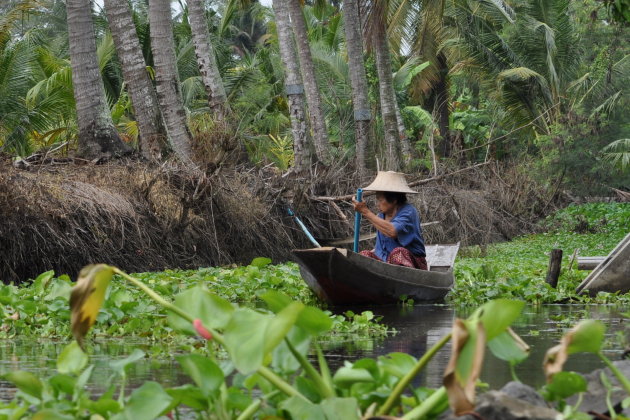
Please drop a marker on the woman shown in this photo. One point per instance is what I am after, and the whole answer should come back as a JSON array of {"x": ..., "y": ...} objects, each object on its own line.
[{"x": 399, "y": 236}]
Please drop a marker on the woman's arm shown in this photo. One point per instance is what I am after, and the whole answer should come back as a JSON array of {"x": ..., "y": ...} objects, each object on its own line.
[{"x": 382, "y": 225}]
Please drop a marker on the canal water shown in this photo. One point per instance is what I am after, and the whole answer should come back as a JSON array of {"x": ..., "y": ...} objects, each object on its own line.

Exercise objective:
Print exactly the lines from the one with "Please drop a marker on the woman's" through the end of the data, inclusive.

Response box:
Please drop a marker on the woman's arm shown in this photo. One point per instance is what I am after, and the whole answer should come back as a JSON array of {"x": ..., "y": ...} objects, each object on its own line.
[{"x": 382, "y": 225}]
Please drop a marker on the canal water shown in this photo. One point per instance is what I am after, and the whole answer should come back as a JSON array of {"x": ..., "y": ...} objects, each object on its own line.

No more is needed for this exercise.